Input data START
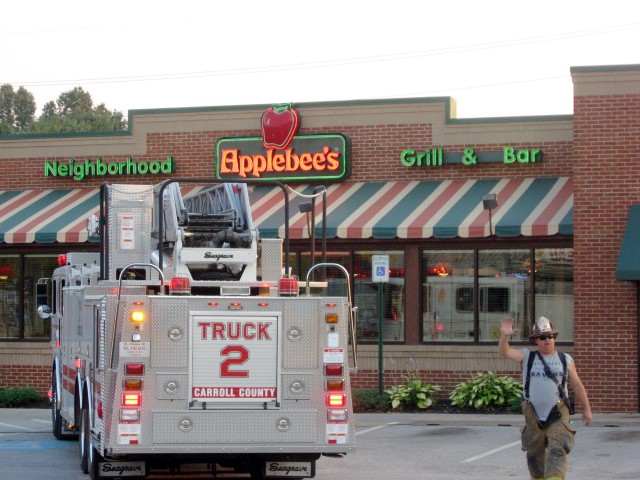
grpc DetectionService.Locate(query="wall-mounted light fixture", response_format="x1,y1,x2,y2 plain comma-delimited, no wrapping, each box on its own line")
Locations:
482,193,498,236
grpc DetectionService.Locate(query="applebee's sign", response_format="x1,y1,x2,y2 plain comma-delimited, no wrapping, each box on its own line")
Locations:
215,104,349,181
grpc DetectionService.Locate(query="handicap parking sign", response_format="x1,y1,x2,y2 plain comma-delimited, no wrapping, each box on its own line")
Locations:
372,255,389,283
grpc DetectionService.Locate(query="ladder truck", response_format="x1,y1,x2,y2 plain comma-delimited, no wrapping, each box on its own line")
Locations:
38,179,357,479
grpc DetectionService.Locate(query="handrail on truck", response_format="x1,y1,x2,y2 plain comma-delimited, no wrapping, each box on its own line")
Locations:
109,263,166,369
306,262,358,371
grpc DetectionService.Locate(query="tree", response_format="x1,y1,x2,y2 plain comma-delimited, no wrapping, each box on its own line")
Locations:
1,84,16,132
14,87,37,131
0,84,127,134
0,85,37,133
28,86,127,133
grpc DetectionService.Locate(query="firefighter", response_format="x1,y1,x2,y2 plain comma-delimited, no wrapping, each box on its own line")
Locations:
499,316,592,480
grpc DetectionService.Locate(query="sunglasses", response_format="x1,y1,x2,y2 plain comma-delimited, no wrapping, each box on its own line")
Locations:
537,334,557,341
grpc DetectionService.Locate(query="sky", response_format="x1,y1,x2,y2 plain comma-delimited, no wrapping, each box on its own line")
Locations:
2,0,639,120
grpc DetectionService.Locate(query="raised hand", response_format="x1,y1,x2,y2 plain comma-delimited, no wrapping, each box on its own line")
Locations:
500,316,516,336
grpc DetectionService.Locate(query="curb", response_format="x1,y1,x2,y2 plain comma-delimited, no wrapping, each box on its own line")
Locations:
356,412,640,428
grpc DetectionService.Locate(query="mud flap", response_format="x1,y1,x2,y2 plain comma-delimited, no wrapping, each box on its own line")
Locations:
262,459,315,478
94,460,146,478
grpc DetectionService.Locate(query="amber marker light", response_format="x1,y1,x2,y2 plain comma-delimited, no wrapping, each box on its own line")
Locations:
325,379,344,391
325,313,339,324
123,378,143,390
130,310,145,323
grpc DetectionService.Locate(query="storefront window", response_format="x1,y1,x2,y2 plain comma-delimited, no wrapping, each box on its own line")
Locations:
534,248,574,342
0,255,20,339
422,250,474,341
422,248,573,343
478,249,531,342
0,254,58,340
353,251,404,342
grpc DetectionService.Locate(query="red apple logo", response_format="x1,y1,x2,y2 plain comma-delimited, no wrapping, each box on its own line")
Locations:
261,103,299,149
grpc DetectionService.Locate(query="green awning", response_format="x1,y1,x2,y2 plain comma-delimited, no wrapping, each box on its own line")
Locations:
616,205,640,280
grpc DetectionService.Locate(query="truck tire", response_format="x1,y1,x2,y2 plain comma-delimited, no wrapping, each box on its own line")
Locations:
88,445,103,480
80,406,90,473
51,373,63,440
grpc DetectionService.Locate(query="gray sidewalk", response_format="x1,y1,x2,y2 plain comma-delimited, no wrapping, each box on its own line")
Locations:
356,411,640,428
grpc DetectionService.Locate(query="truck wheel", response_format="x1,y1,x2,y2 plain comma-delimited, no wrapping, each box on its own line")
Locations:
80,406,90,473
51,373,63,440
88,445,103,480
249,465,266,479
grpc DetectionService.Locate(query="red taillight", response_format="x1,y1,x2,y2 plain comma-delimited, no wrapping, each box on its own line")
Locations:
122,393,142,407
57,254,67,266
327,394,346,407
125,363,145,375
47,388,53,401
170,276,191,295
324,364,343,376
98,401,103,419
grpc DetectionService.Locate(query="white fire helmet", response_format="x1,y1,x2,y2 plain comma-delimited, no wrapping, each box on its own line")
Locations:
529,316,558,343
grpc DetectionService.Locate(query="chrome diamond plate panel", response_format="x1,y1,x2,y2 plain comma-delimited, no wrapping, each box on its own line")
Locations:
282,299,320,370
106,184,155,281
156,374,189,400
150,298,188,368
260,238,282,282
153,410,317,444
282,374,313,400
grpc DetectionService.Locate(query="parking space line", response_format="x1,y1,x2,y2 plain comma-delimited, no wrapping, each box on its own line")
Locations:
462,440,520,463
356,421,400,436
0,422,31,431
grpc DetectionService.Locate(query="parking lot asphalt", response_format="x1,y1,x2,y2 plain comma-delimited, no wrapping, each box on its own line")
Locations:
356,411,640,428
2,408,639,432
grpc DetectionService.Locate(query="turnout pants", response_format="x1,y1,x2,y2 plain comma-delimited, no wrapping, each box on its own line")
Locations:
521,401,576,480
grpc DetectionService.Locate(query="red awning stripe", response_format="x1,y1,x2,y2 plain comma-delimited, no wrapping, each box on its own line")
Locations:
523,177,573,236
6,189,98,244
0,177,573,243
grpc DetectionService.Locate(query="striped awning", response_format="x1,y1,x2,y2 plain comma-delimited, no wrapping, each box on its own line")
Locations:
249,177,573,239
0,188,100,243
0,177,572,244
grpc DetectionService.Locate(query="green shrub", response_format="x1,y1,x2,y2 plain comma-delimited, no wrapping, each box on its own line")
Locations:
0,387,43,408
449,371,522,411
352,389,390,412
508,394,523,413
386,378,441,410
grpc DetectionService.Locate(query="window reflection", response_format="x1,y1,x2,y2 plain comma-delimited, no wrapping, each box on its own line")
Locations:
422,251,474,341
422,248,573,343
353,251,405,342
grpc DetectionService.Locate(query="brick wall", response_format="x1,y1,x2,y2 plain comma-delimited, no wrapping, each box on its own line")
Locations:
0,342,52,396
573,93,640,412
0,365,50,395
1,123,573,190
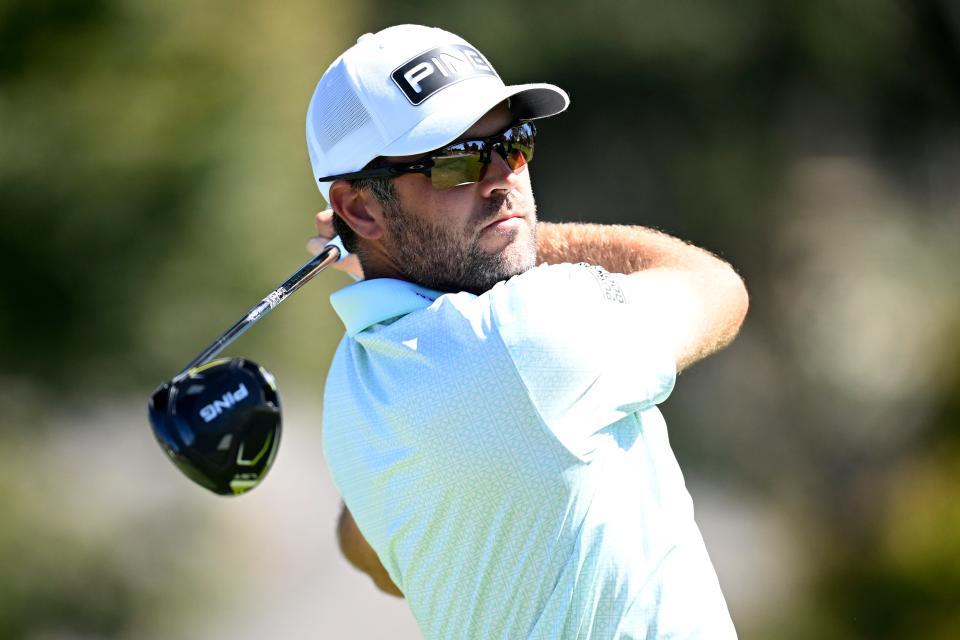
Input data END
What the task asks:
Check each line above for the word "wall", and copy the lines where it appears.

Output for this exercise:
grpc DetectionService.Locate(query="wall-mounted light fixture", response_format="x1,y1,x2,y2 plain comma-delimited, no wrapping, each box on its own line")
grpc DetectionService.Locate(query="brick wall", response_format="x1,y1,x2,y2 plain comma-delimited, no wrapping, each box on its own line")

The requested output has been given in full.